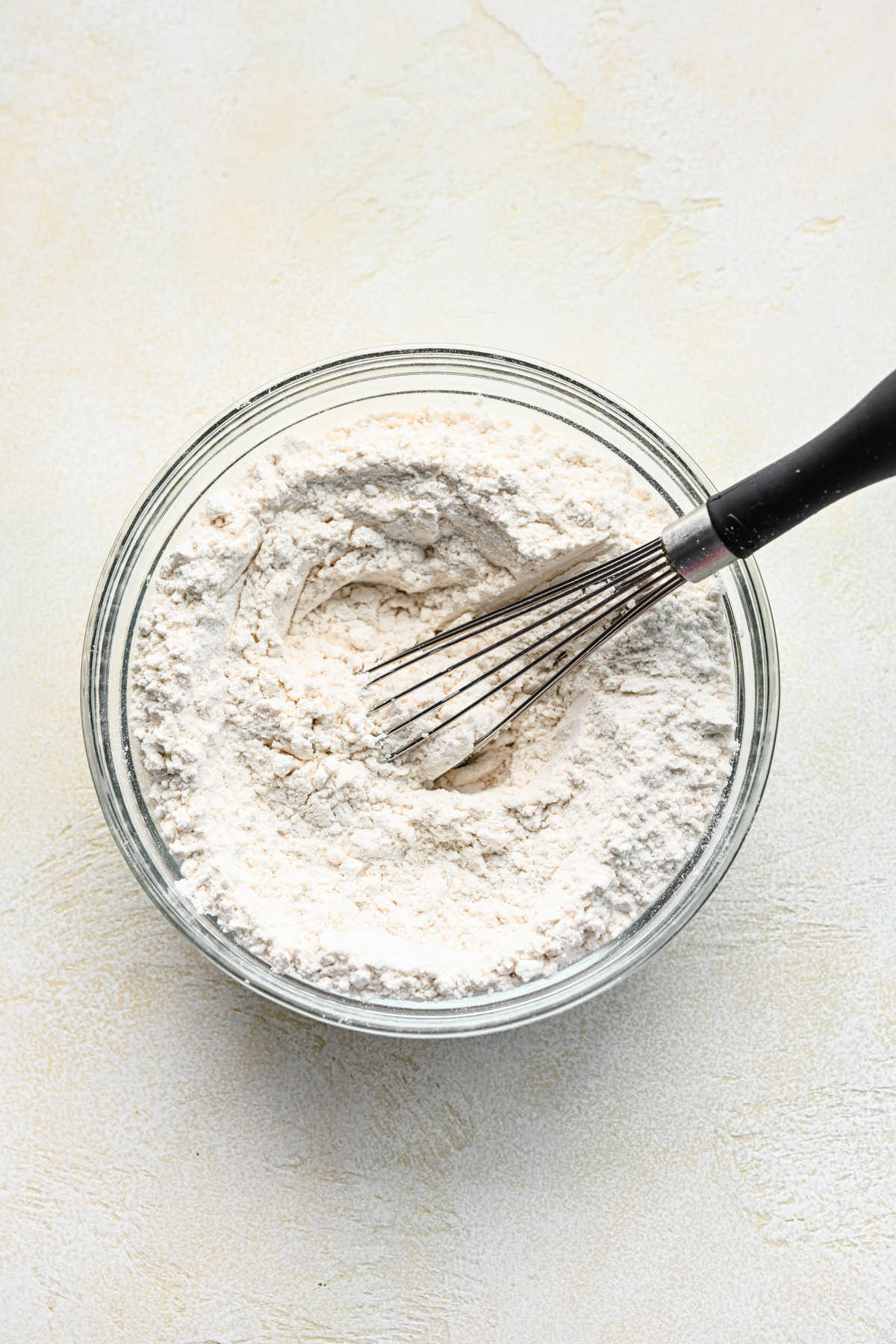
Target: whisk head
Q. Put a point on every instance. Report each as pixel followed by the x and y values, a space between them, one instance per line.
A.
pixel 566 621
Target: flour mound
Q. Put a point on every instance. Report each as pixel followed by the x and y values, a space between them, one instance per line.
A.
pixel 423 878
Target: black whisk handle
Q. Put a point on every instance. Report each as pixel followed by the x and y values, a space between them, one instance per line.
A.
pixel 857 450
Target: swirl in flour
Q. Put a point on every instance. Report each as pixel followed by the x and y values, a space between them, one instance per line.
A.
pixel 418 880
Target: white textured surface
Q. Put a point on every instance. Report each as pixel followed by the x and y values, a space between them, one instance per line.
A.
pixel 691 205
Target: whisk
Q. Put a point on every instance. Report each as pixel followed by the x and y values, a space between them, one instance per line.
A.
pixel 561 625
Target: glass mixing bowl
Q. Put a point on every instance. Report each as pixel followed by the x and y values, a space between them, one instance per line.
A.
pixel 343 390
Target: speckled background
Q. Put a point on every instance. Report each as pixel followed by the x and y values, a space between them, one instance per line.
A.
pixel 692 205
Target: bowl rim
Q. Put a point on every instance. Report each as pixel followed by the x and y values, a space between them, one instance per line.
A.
pixel 438 1019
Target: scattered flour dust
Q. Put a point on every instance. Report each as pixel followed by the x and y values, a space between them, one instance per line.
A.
pixel 418 880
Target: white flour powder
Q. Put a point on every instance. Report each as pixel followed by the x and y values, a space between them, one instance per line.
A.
pixel 267 780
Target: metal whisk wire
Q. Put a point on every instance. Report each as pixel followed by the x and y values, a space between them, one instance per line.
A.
pixel 625 588
pixel 857 450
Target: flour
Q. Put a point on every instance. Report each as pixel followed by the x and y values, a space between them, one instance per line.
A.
pixel 418 878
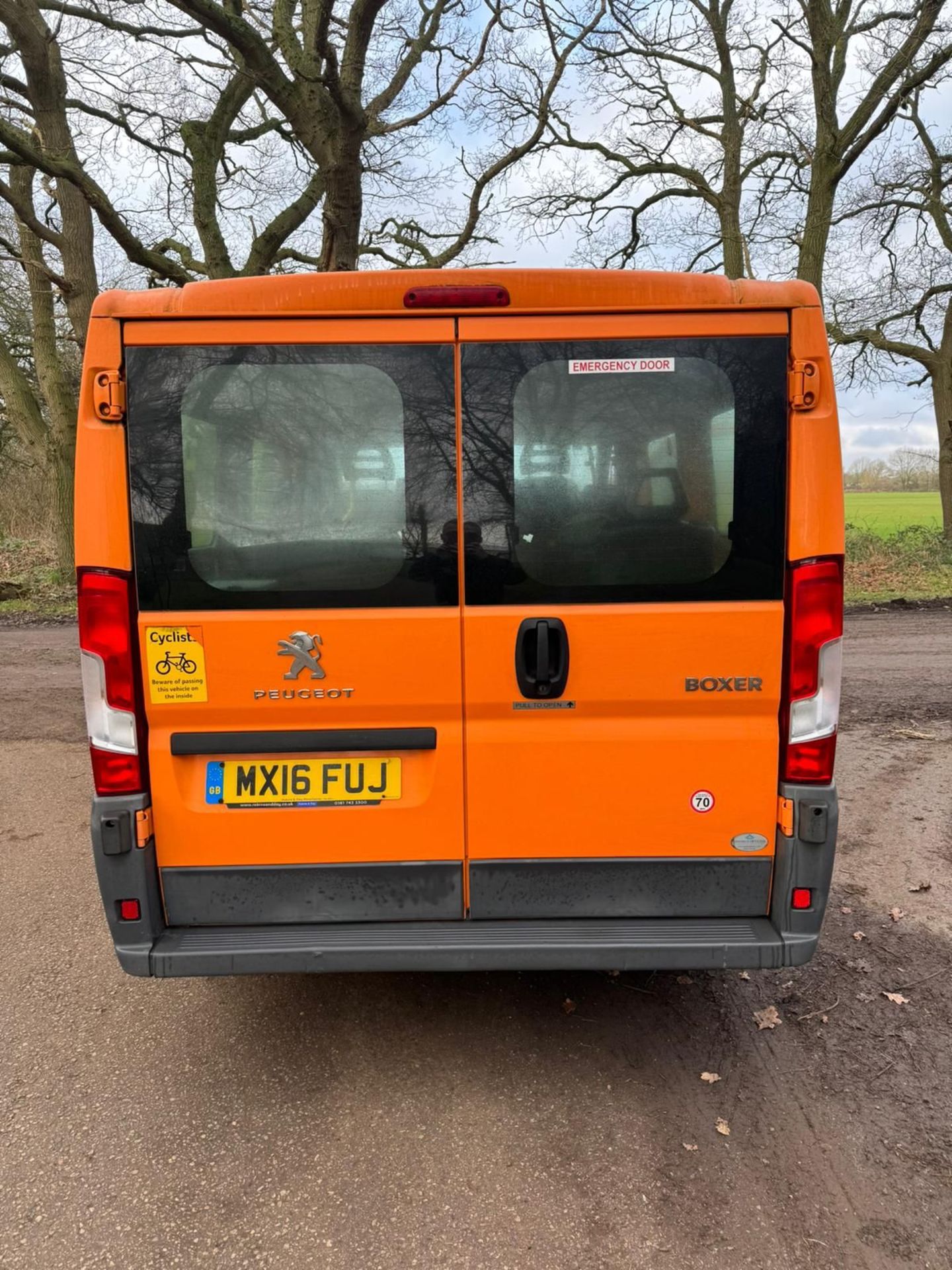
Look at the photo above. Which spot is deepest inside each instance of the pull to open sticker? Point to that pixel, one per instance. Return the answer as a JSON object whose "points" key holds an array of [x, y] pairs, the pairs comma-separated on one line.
{"points": [[619, 365], [175, 665]]}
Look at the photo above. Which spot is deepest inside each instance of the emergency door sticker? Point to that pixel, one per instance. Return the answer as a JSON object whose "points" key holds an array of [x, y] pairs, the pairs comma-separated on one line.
{"points": [[619, 365], [175, 665]]}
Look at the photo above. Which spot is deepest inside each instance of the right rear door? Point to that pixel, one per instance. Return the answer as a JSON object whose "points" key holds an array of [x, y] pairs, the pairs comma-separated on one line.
{"points": [[294, 492], [623, 497]]}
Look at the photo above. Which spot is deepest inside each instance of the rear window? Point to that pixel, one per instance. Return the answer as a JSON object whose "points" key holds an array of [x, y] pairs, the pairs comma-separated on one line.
{"points": [[296, 476], [625, 470]]}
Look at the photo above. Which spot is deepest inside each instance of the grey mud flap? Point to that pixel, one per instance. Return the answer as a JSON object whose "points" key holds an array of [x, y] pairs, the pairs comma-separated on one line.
{"points": [[127, 872], [805, 860]]}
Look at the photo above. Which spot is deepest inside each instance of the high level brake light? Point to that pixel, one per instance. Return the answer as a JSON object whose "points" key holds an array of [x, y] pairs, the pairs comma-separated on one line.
{"points": [[813, 669], [110, 681], [477, 296]]}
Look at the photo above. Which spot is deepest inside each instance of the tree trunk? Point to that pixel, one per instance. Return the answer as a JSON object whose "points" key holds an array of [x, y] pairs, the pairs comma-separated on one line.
{"points": [[56, 385], [734, 265], [342, 212], [819, 218], [63, 451], [942, 402]]}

____________________

Could you pull out every line of the data above word for word, leaving the pictures out of your answer?

Target: whisk head
Q. Put a point on every instance. Report each as pixel followed by the x and y values, a space between them, one instance per line.
A.
pixel 566 621
Target: flour mound
Q. Put a point on every instance. Report each as pixel followed by the x and y values, a space between them, one instance per line.
A.
pixel 423 878
Target: black whisk handle
Q. Put a point on every instance. Report each as pixel followed by the x and y values, a space between them, one instance per line.
A.
pixel 857 450
Target: swirl in flour
Q. Put a point on every instance. Report each as pixel followed by the x and y values, a space between them, one instance per line.
A.
pixel 418 880
Target: white textured surface
Q. Put a point on every instance. Report each as pixel followed by the x and y values, a space between them, one instance per line.
A.
pixel 691 205
Target: whisk
Q. Put a point on every instance. Report each as pixel followed by the x and y values, a space between them, one instance per line.
A.
pixel 561 625
Target: glass mixing bowl
Q. Put a point on every instance. Report each as pixel followed by the x and y values, a space between them, one instance per line.
A.
pixel 343 390
Target: speckled background
Q. Put a point on every instance. Report each as pixel followed by the x and y values, a space between them, one instance per line.
A.
pixel 692 205
Target: bowl rim
Q. Put a point on every instance. Report each as pixel followed by the x and y values, a space between them, one instance per line.
A.
pixel 438 1019
Target: scattered flour dust
Q. Put a point on every instance. Report each as pixel followed by the x and y values, a space between them, one instance per line.
A.
pixel 418 880
Target: white flour powder
Q. Put a point on every instance. Report each as pixel followed by the x and y values, a space between them, one instance per line.
A.
pixel 267 780
Target: metal whisk wire
Q. Put a point on every instance. Report each as pixel followed by the x and y values, a space between them, one instance per line.
A.
pixel 625 588
pixel 857 450
Target: flour
Q. Put a point on every instance. Report each as pixel followed by the x and y values, a space between them, one instance per line.
A.
pixel 418 878
Look at the photo above. Which spot is deepest inside each instance of the pull to open sticker? Point to that pixel, one per instance. Return the answer as a JSON object whose "points" key holds an array of [x, y] pairs, the pairs comma-separated on one line.
{"points": [[619, 365], [175, 665]]}
Look at the photo above. Which spot is deepest inside each instance of the emergency door sticker? Point to that pixel, one per instance. Return the answer as a JSON object whose "points" key holds an array of [x, y] pairs, the pairs comma-separated on one line.
{"points": [[619, 365], [175, 665]]}
Look at the photo above. Which spot is deepest inside each instance of the right rear door? Point to that pixel, one per instance. Return the answer as a JSON object whose "points" key holds an array of [x, y] pairs, the pairs comma-separated on one line.
{"points": [[294, 492], [623, 497]]}
Look at the photo above. Which spot is deepest inside each instance of the rear window? Point to that pixel, one per instance. Return the answer as a JSON object whose "points" key holds an array of [x, y] pairs, the pairs comma-separated on one line.
{"points": [[296, 476], [625, 470]]}
Look at the photo above. Which spot is deepest inside each instance of the grey mud flap? Point to that pixel, one per instance. Return the answer as a JSON object whose "points" key holds an array of [x, y] pairs, the pairs comma-separated on one line.
{"points": [[127, 872], [805, 860]]}
Look at the photo above. Which spot is deepest inside each instance of the high level brake light? Point to that pixel, one per instance. Return the answer as a JSON object whose "points" key holds an array of [x, y] pairs, the pairs comma-separated on one line.
{"points": [[813, 669], [110, 681], [477, 296]]}
Look at the photo above. Which spot is deepest inside each instance of the tree trunk? Point to that pixel, one per instance. Return the answer as a JSON object whose "points" key holds an array of [x, y] pairs, the pairs comma-separated on one line.
{"points": [[56, 385], [734, 265], [342, 212], [819, 218], [63, 451], [942, 402]]}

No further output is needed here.